# Make old plaster/lathe wall quieter for noise



## stick\shift (Mar 23, 2015)

Can't really answer your question but generally the more mass, the more the noise is attenuated, That said, as long as there is a physical connection between the walls, you'll get conduction of sound so being able to build a new wall in front of and not attached to the existing wall will be your best solution.

How much is budgeted for cost and space loss is up to you.


----------



## jasoil (Mar 25, 2015)

Hi! 

I can't build a new wall in front of my existing wall. Just want to get an opinion on how much quieter each of the methods I mentioned can be. I have to remove the old plaster coat anyways because it's beyond repair - completely cracked - easier to just take it out and put Sheetrock.

Going to go with Roxul Sound n Safe insulation in between the wood beams (studs?) because right now there is nothing inside the wall....so figuring adding the Safe n Sound can't hurt. Then I was just planning on using regular 5/8" Sheetrock.

Just this alone, meaning using the insulation and 5/8" Sheetrock, would make it quieter than my old plaster/lathe that I have now right? The old plaster is only like 1/2" thick without any type of insulation inside wall. Just wondering that....and then just wondering if even better results if I used 1/2" Quietrock instead of regular 5/8" Sheetrock. I too read that more mass is better, that's why I wonder if the thicker 5/8" regular Sheetrock would give similar results to the thinner 1/2" Quietrock. 

Thanks!


----------



## stick\shift (Mar 23, 2015)

Yes, it would be quieter (is that a word?) than what you have now but I don't have the ability to tell you how much so.


----------



## jasoil (Mar 25, 2015)

Thanks I appreciate you writing just the same


----------



## joecaption (Nov 30, 2011)

Do you own this apartment?


----------



## jasoil (Mar 25, 2015)

joecaption said:


> Do you own this apartment?



Hi! What difference would that make? Won't matter for the question I'm asking. (Please don't read this as me being mean by replying this, i am not being mean)


----------



## joecaption (Nov 30, 2011)

It matters because if I saw one of my tenets did any changes like that they would be evicted.
Trying to protect you.

···

• SET TASK 1:
Repeat the rows word for word, from the line that contains "Reviewer note: every instance of the elderly" through the last row, inclusive.

• EXERCISE INPUT:
···

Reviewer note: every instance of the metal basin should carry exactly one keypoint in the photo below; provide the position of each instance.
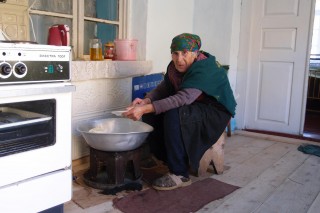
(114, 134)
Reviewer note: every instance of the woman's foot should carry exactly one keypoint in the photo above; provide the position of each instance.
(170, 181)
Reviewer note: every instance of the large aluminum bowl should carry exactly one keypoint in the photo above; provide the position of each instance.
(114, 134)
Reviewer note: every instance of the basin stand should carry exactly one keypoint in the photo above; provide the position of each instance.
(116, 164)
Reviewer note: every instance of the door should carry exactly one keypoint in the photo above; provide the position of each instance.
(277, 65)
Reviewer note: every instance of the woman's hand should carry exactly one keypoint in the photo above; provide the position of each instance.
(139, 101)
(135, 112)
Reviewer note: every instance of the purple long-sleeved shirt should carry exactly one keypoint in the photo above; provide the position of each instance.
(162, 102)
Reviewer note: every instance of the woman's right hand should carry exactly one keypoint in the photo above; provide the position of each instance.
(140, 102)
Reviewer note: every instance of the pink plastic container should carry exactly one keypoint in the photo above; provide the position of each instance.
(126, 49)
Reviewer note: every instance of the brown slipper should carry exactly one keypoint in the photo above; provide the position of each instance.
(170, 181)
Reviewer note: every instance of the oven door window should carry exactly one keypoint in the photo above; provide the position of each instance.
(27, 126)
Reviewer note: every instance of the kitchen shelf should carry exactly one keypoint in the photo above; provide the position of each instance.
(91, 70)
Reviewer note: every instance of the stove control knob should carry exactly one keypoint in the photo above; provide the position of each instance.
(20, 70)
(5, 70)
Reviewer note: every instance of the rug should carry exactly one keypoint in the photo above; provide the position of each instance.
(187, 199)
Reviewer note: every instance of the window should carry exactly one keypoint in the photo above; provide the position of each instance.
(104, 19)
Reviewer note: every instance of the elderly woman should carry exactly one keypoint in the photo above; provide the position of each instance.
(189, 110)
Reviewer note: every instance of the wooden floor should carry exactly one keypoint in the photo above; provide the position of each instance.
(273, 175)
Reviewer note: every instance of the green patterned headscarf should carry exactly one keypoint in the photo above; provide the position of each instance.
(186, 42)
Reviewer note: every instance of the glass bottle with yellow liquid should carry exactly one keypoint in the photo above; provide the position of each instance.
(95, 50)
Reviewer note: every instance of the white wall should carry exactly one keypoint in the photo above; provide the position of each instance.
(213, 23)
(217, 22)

···

• SET TASK 2:
From the forum thread, copy the passage between "# Make old plaster/lathe" and "is up to you.", inclusive, word for word.

• COMPLETE RESPONSE 1:
Reviewer note: every instance of the elderly woman should carry exactly one keypoint in the photo above; provide the position of each instance.
(189, 110)
Reviewer note: every instance of the wooden floor should carry exactly one keypoint in the photo above; provide the position of each instance.
(273, 175)
Reviewer note: every instance of the green patterned headscarf should carry exactly one keypoint in the photo above; provide the position of each instance.
(186, 42)
Reviewer note: every instance of the glass bottle with yellow liquid should carry exactly one keypoint in the photo above; provide the position of each instance.
(95, 50)
Reviewer note: every instance of the white wall should carry exactly one keypoint in the photo above; provide the position of each instance.
(213, 23)
(217, 22)

• COMPLETE RESPONSE 2:
# Make old plaster/lathe wall quieter for noise



## stick\shift (Mar 23, 2015)

Can't really answer your question but generally the more mass, the more the noise is attenuated, That said, as long as there is a physical connection between the walls, you'll get conduction of sound so being able to build a new wall in front of and not attached to the existing wall will be your best solution.

How much is budgeted for cost and space loss is up to you.